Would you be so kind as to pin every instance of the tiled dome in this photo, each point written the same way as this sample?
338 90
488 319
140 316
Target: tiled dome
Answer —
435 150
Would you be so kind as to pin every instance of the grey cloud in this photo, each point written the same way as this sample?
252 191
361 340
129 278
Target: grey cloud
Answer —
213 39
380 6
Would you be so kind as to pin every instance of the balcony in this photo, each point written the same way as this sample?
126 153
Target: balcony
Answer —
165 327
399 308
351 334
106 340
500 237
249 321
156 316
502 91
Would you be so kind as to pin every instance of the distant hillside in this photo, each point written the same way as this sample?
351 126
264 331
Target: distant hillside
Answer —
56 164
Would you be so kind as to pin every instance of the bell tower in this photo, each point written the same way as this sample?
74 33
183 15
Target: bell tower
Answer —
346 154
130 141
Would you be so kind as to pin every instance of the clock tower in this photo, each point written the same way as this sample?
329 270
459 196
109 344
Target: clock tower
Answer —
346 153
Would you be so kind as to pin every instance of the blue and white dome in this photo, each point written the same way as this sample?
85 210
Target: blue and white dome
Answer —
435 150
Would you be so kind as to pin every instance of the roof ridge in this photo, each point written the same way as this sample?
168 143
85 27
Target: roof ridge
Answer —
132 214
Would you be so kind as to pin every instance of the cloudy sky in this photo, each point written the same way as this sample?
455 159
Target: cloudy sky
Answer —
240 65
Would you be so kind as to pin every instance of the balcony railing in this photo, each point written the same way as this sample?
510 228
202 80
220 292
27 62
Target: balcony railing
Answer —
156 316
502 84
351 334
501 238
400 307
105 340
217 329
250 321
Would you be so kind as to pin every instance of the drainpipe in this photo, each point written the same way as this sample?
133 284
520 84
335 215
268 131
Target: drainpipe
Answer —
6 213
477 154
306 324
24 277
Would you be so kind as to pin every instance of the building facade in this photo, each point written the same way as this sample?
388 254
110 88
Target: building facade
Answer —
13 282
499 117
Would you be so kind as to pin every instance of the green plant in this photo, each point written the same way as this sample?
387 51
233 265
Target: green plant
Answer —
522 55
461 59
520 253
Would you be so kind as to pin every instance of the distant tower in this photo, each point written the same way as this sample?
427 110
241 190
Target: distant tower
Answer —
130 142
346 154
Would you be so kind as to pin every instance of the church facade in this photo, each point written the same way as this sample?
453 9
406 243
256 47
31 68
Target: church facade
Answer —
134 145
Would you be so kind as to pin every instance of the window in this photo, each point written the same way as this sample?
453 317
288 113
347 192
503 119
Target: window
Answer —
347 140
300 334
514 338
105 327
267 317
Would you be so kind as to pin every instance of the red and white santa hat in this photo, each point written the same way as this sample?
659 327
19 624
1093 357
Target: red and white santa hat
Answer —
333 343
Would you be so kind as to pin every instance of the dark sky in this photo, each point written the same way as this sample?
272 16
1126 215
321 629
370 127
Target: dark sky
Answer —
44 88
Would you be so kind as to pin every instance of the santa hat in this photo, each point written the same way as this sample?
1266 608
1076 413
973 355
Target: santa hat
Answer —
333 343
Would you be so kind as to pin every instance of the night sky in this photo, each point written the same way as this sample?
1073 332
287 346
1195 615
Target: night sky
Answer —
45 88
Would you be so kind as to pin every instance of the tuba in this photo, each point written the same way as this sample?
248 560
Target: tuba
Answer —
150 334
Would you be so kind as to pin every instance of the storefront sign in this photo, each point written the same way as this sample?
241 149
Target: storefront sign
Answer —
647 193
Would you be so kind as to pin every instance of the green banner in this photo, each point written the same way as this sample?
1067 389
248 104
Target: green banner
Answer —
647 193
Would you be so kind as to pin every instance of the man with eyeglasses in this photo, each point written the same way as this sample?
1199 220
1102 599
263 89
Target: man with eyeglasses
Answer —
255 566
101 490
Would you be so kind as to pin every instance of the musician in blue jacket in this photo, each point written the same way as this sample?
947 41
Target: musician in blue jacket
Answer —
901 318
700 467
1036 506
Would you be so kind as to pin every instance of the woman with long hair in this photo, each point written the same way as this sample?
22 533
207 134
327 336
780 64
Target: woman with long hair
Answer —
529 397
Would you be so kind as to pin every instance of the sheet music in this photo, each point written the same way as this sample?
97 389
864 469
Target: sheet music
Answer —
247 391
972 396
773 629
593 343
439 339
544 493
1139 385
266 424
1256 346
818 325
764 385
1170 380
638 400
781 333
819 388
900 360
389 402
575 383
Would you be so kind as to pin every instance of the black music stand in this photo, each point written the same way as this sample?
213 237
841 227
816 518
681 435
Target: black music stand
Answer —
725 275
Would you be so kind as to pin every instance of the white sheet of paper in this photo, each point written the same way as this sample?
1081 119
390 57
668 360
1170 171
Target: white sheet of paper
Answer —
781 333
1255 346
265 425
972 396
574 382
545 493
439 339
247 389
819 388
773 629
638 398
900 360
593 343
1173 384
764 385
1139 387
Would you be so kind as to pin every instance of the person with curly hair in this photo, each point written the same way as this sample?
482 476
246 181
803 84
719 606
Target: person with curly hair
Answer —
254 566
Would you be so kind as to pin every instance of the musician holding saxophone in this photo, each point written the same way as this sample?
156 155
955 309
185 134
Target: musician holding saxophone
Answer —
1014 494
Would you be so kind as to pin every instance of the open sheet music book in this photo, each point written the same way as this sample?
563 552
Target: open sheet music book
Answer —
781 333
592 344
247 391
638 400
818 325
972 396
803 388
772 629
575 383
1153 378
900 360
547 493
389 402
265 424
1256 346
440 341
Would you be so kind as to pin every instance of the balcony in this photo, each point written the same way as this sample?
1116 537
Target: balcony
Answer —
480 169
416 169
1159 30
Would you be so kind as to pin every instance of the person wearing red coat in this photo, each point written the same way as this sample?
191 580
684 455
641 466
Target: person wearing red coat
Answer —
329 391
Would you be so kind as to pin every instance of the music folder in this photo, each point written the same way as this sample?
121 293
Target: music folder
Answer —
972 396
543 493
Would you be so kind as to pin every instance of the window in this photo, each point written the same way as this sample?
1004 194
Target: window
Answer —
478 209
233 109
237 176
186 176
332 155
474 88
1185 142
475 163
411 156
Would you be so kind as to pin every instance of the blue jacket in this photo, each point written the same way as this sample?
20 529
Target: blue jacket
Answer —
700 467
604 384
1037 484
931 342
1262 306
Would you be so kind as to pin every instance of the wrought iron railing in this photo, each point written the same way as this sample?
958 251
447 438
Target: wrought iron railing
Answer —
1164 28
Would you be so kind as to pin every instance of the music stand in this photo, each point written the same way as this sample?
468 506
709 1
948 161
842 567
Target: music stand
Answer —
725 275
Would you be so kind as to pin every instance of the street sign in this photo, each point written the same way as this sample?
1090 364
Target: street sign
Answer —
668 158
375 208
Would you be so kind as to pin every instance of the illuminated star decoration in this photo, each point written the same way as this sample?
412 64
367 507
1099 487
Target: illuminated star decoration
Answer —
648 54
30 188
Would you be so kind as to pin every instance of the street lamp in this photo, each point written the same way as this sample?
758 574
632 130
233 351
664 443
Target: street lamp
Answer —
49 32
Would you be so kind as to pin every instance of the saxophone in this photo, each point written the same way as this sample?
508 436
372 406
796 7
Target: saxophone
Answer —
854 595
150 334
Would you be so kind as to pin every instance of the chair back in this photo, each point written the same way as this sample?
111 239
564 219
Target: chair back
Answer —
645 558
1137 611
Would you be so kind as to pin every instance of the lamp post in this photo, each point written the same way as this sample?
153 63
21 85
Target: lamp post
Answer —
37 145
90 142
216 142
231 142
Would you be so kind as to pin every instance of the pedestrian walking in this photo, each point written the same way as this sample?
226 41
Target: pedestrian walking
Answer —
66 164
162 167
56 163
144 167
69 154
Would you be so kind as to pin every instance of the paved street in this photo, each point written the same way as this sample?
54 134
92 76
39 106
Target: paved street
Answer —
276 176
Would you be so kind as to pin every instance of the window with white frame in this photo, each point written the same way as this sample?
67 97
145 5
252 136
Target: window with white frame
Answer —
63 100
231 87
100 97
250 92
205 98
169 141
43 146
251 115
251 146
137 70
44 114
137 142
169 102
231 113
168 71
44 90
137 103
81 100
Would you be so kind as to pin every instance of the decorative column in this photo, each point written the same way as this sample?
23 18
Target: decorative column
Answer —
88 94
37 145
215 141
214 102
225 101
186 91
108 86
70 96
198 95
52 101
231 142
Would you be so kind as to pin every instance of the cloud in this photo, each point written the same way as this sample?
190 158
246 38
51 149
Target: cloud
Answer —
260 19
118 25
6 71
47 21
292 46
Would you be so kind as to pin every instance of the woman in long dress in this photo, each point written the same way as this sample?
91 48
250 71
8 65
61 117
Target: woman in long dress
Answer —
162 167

**What the task asks**
Exact repetition is required for the lines from the one that contains "the street lamp" through the final line; leave out everything else.

**Response for this exercise**
Would you be so kind as to pin every instance of the street lamp in this photo, each point written the same way as this sample?
758 574
632 130
233 351
664 443
Target: street lamp
Answer —
49 32
Would you be so kind as to pin every instance of the saxophone in this photo, each point written the same way as this sample?
508 436
372 406
796 7
Target: saxophone
Answer —
854 595
150 334
Would you be so kind as to pin every instance of the chair back in this photo, each point written the same way as this sample?
111 239
564 219
Target: chair back
Answer —
645 558
1137 611
Would you be so kind as to pin every instance of the lamp post in this photo, each point written the same way as this sample?
153 63
21 85
Target: lamp post
Answer —
37 145
90 142
216 142
231 142
Would you be so kind as to pin every instance of the pedestrian walking in this photo, each point written the same way as this sample?
226 41
Target: pedestrian walking
Answer —
66 164
162 167
56 163
144 167
69 154
Would you be so kind as to pin every instance of the paved street in this photo, each point written the same way as this sample?
54 134
92 76
39 106
Target: paved street
Answer —
276 176
Would you be so kind as to pin every instance of the window with white frame in this photo, each point written the same way as this sample?
67 97
145 5
252 136
Target: window with white frame
Answer —
63 100
231 87
100 97
250 92
205 98
169 141
43 146
251 115
251 146
137 70
44 114
137 142
169 102
231 113
168 71
44 90
137 103
81 100
Would you be so kind as to pin every instance of the decorative column in this photo, each point written the same way as this sample?
23 18
Target: decorative column
Answer —
88 94
37 145
215 141
214 102
225 101
186 91
108 86
70 96
198 95
52 101
231 142
Would you be so kind as to pin every instance of the cloud in this photo, each point written the same way as this sample?
190 158
246 38
51 149
Target: cloud
Answer —
260 19
118 25
6 71
47 21
292 46
Would you be so kind as to pin every instance of the woman in long dress in this photo, each point written the same way as this sample?
91 48
250 71
8 65
61 117
Target: woman in long dress
Answer —
162 167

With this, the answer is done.